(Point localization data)

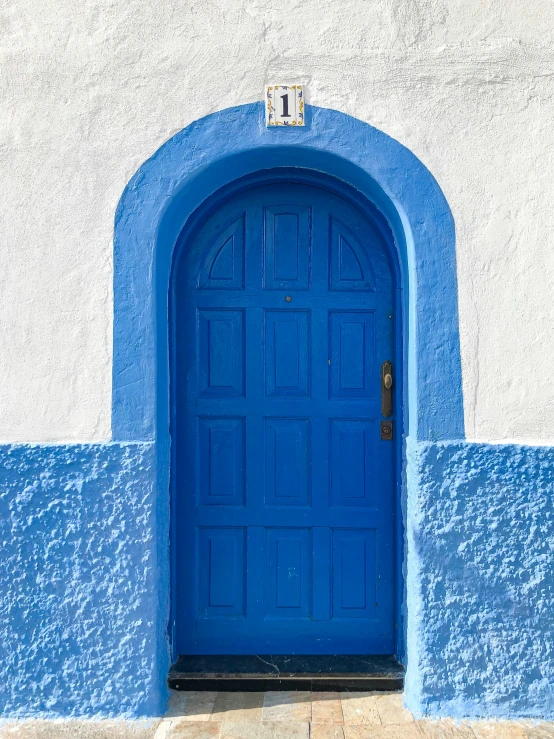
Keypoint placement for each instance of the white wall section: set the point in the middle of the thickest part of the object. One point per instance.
(90, 90)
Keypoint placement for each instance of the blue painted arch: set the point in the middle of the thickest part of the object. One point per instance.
(215, 150)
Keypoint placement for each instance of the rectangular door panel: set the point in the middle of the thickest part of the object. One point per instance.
(288, 573)
(353, 463)
(353, 372)
(287, 354)
(287, 247)
(221, 572)
(221, 353)
(287, 461)
(221, 464)
(354, 573)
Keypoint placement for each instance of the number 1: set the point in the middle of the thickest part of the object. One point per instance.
(285, 99)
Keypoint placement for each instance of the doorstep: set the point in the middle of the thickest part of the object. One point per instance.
(286, 672)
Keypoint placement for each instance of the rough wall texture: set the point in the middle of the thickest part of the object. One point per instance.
(83, 606)
(480, 580)
(89, 91)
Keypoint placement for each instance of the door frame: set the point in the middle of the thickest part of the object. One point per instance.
(156, 203)
(309, 177)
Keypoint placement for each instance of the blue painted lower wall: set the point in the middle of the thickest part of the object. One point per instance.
(84, 582)
(480, 580)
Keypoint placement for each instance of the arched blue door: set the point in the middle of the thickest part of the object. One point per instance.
(284, 489)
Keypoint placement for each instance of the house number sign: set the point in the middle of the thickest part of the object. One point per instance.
(284, 105)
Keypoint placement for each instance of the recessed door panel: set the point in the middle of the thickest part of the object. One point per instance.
(353, 369)
(284, 512)
(354, 449)
(287, 461)
(287, 353)
(289, 575)
(221, 461)
(221, 558)
(221, 353)
(354, 574)
(287, 247)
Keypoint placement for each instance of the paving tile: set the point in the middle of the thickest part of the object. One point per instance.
(360, 708)
(326, 708)
(445, 729)
(391, 709)
(390, 731)
(194, 730)
(265, 730)
(44, 729)
(538, 729)
(326, 731)
(192, 705)
(294, 705)
(498, 730)
(238, 707)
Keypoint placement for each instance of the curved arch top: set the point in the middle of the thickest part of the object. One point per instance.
(230, 144)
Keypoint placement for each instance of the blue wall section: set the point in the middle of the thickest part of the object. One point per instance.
(83, 606)
(481, 580)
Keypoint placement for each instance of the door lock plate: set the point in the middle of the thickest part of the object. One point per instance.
(386, 430)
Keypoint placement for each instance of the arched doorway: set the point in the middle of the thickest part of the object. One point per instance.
(285, 452)
(162, 198)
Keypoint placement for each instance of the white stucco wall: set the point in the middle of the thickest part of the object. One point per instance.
(91, 89)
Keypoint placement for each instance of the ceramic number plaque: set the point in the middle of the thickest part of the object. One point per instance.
(284, 105)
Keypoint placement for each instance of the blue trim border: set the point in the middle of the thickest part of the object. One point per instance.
(232, 143)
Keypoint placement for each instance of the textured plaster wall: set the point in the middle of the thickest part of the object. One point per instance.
(90, 90)
(480, 580)
(83, 587)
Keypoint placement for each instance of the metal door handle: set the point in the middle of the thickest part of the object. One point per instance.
(386, 389)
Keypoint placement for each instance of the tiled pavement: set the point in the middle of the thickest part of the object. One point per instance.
(280, 715)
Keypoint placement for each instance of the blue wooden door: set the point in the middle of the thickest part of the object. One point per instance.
(284, 513)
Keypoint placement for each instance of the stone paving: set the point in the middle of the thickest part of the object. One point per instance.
(281, 715)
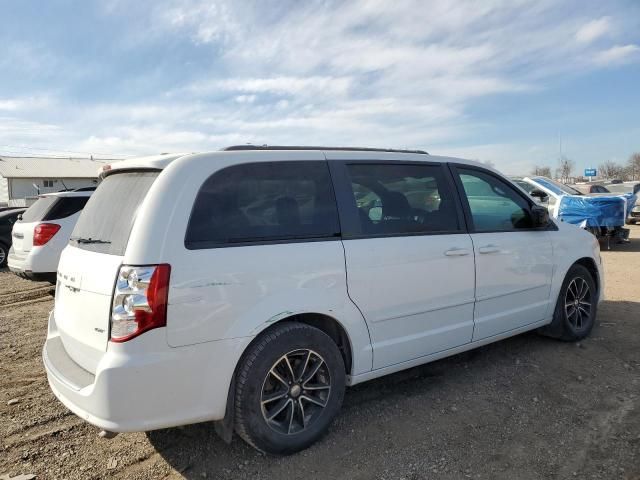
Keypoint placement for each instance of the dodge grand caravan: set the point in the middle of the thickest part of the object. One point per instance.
(250, 286)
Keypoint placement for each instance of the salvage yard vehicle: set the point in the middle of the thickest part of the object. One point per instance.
(633, 215)
(250, 286)
(43, 231)
(7, 218)
(602, 214)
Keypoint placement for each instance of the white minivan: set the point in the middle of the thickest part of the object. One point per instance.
(250, 286)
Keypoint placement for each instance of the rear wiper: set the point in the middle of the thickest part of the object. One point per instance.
(88, 240)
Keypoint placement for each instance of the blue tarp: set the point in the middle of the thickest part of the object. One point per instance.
(601, 211)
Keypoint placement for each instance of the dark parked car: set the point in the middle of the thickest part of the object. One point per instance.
(7, 219)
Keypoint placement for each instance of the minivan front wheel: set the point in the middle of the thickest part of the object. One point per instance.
(575, 311)
(289, 387)
(4, 253)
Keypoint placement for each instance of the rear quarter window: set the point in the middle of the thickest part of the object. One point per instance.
(65, 207)
(107, 219)
(37, 211)
(264, 202)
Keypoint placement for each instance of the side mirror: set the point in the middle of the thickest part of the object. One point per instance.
(539, 216)
(539, 194)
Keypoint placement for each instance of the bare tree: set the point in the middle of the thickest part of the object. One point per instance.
(565, 168)
(610, 169)
(541, 171)
(633, 166)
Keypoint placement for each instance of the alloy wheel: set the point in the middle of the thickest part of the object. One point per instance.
(577, 304)
(295, 391)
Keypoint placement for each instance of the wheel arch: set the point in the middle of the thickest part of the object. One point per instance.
(590, 264)
(325, 323)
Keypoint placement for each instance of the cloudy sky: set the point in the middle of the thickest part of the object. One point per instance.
(501, 81)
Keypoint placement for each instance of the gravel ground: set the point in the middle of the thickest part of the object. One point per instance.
(527, 408)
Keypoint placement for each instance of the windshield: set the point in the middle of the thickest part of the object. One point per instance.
(106, 221)
(556, 187)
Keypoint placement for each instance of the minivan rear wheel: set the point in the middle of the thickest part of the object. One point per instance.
(289, 387)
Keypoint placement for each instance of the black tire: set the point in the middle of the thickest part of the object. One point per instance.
(296, 427)
(4, 253)
(574, 321)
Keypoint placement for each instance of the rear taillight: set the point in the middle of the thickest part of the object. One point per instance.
(43, 232)
(139, 301)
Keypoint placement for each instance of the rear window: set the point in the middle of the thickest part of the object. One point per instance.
(37, 211)
(264, 202)
(107, 219)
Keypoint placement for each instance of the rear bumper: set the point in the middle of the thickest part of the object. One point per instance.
(146, 384)
(35, 264)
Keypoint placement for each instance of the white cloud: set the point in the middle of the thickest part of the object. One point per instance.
(245, 98)
(404, 73)
(617, 55)
(593, 30)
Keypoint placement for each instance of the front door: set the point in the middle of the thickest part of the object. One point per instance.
(514, 261)
(410, 267)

▶ The problem:
Copy each line above precisely, dropping the pictures.

▶ Exercise output:
Keypoint placement for each instance of the white wall section: set the point in the middle of the thickest part of the object. One point per instance.
(90, 90)
Keypoint placement for each instance of the blue painted arch: set the point in the middle of the thickest part of the object. One point per instance.
(215, 150)
Keypoint placement for each instance of the rectangular door panel: set the point in the middle of the thickest part of the object. One point per instance.
(288, 573)
(353, 463)
(353, 372)
(287, 354)
(287, 247)
(221, 572)
(221, 353)
(287, 461)
(221, 464)
(354, 573)
Keypoint placement for each instance of the number 1: set the point in the middle of the thickest part of the object. One point per instance.
(285, 99)
Keypoint placement for each instance of the doorstep: set the point in the middle of the thickest part of the object. One point per instance.
(286, 672)
Keypoint placement for each instance of the rough wall texture: set the point in the middle of the thickest part of the object. One point per instance.
(83, 606)
(480, 580)
(89, 91)
Keypoint placement for each instance of the door frame: set the point in the middle of the thickest part of the object. One point per instance.
(156, 203)
(309, 177)
Keypoint placement for each instance of the blue painted lower wall: set the point in the middle of the thickest part of the object. One point per instance.
(84, 582)
(480, 580)
Keypoint placement for each instance of the arched blue door: set the point in the middle of the thickest part of the object. One point per instance.
(284, 489)
Keypoint placement for each instance of the house number sign: set the point in the middle of the thickest part of the object. One point per instance.
(284, 105)
Keypoint placement for each instance of the recessed door panel: set the point in the middle of the thickest part of the object. One point per instance.
(353, 369)
(284, 512)
(354, 449)
(287, 461)
(287, 353)
(289, 575)
(221, 461)
(221, 558)
(221, 353)
(354, 574)
(287, 247)
Keypoint placement for each instance of the paving tile: set the point in the middle of the thickest part of the object. One point per instance.
(360, 708)
(326, 708)
(445, 729)
(391, 709)
(390, 731)
(194, 730)
(265, 730)
(44, 729)
(538, 729)
(326, 731)
(192, 705)
(294, 705)
(498, 730)
(238, 707)
Keypoint placement for each instance of the curved arch top: set the point in the middle of the thickest part of the object. One point per instance.
(230, 144)
Keypoint placement for each instance of the blue wall section: set the point in the middle of the thickest part of the object. One point per instance.
(83, 606)
(481, 580)
Keypoint placement for each instance of the door lock plate: set the point in the middle of the thickest part of the object. One point per instance.
(386, 430)
Keypoint placement for each instance of the arched doorway: set the point in the middle of the thickest part of the object. One point per instance.
(285, 452)
(162, 198)
Keypoint placement for each instance of the white stucco wall: set the point in the middle of the thickest part of the object. One point per instance.
(91, 89)
Keypoint placement for each instance of the ceramic number plaque: set the point in the middle of the thickest part of the object. One point per instance.
(284, 105)
Keypoint placement for each instance of the blue trim border: set the point in the middle of the thickest part of the object. One point per instance.
(232, 143)
Keypoint placement for each instance of the textured plaster wall: set the point in the middle of the thickest part of the object. One point per instance.
(90, 90)
(480, 580)
(83, 587)
Keypoint placement for each instance of the metal door handle: set the point in the middle of the thickest part of the object. One point per instance.
(386, 389)
Keypoint placement for each instance of the tiled pavement: set the point in the middle of the thickest part of the object. One point per instance.
(280, 715)
Keypoint placement for each instance of the blue wooden door: set the point in the middle of the thickest part of the object. One point per instance.
(284, 513)
Keypoint placement for each instance of the stone paving: set the point in the middle of the thickest part of the object. One point per instance.
(281, 715)
Keypoint placement for each instance of the dodge grand caravan: set the point in the middle of the thickest part of the object. One point per instance.
(250, 286)
Keypoint placement for each instance of the salvage yard vehicle: set the point in the middle of the thickest part of the object. One point per instance.
(633, 215)
(250, 286)
(43, 231)
(7, 218)
(602, 214)
Keypoint placement for each instance of the white minivan: set the point in the middle of the thickest part of the object. One point per instance.
(250, 286)
Keypoint placement for each instance of the rear wiper: set the point in the middle of the thickest part of the object. One point per instance.
(88, 240)
Keypoint placement for each instance of the blue tarp: set the point in the middle of the thickest part of the object. One point per instance.
(601, 211)
Keypoint placement for each instance of the dark parked car: set the point in the middle of the thickest part of the object. One point per instance.
(7, 219)
Keypoint placement for each instance of the minivan front wheel: set the point in the middle of the thickest part of the object. One point per instance.
(575, 311)
(289, 387)
(4, 253)
Keypoint placement for each instance of the rear quarter window: set the point in the middle of the thickest part of the object. One point per instance.
(65, 207)
(107, 219)
(37, 211)
(264, 202)
Keypoint placement for each instance of the side mirror: set the point in the middle of the thickest part of the object. One point per instance.
(539, 216)
(539, 194)
Keypoint placement for each instance of the bare tree: set the point in the middle of the thickest part of the object. One point per instance.
(565, 168)
(610, 169)
(541, 171)
(633, 166)
Keypoint placement for each instance of the alloy wheel: set the point in the middle of the thickest part of the object. One point per instance.
(577, 304)
(295, 391)
Keypoint placement for each instance of the wheel arch: set the point in the middle of the thickest part of the object. One point per instance.
(590, 264)
(325, 323)
Keypoint placement for each instance of the cloudy sky: set the point in the middle of the thickest part of the object. One point per instance.
(501, 81)
Keypoint placement for each instance of the gravel ground: set the point in the middle of the thickest part of the object. One point per instance.
(527, 408)
Keypoint placement for each instance of the windshield: set the point in the middle of the thickest part of the object. One point per instance.
(106, 221)
(556, 187)
Keypoint placement for each instance of the minivan rear wheel: set the point in the middle of the thickest part of the object. One point per instance.
(289, 387)
Keypoint placement for each instance of the black tire: set the point in the middle of the thickest part of the object. One point per instance.
(296, 427)
(4, 253)
(574, 321)
Keypoint placement for each instance of the rear taillight: set the point in the middle of the thickest part of the object. One point per instance.
(43, 232)
(139, 301)
Keypoint placement for each instance of the rear window: set the point in the middle of the thickest part of the object. One point per instance.
(37, 211)
(264, 202)
(107, 219)
Keypoint placement for each instance of the rear bumper: set the point in the middle of the thickest part of the object. One point per instance.
(146, 384)
(35, 264)
Keypoint placement for each instance of the white cloud: set the point in the middle of the thickest part of the object. One point per instance.
(245, 98)
(404, 73)
(617, 55)
(593, 30)
Keypoint placement for each instance of the front door: set the point in the middle of the thickest part of the object. One point per instance.
(514, 261)
(410, 267)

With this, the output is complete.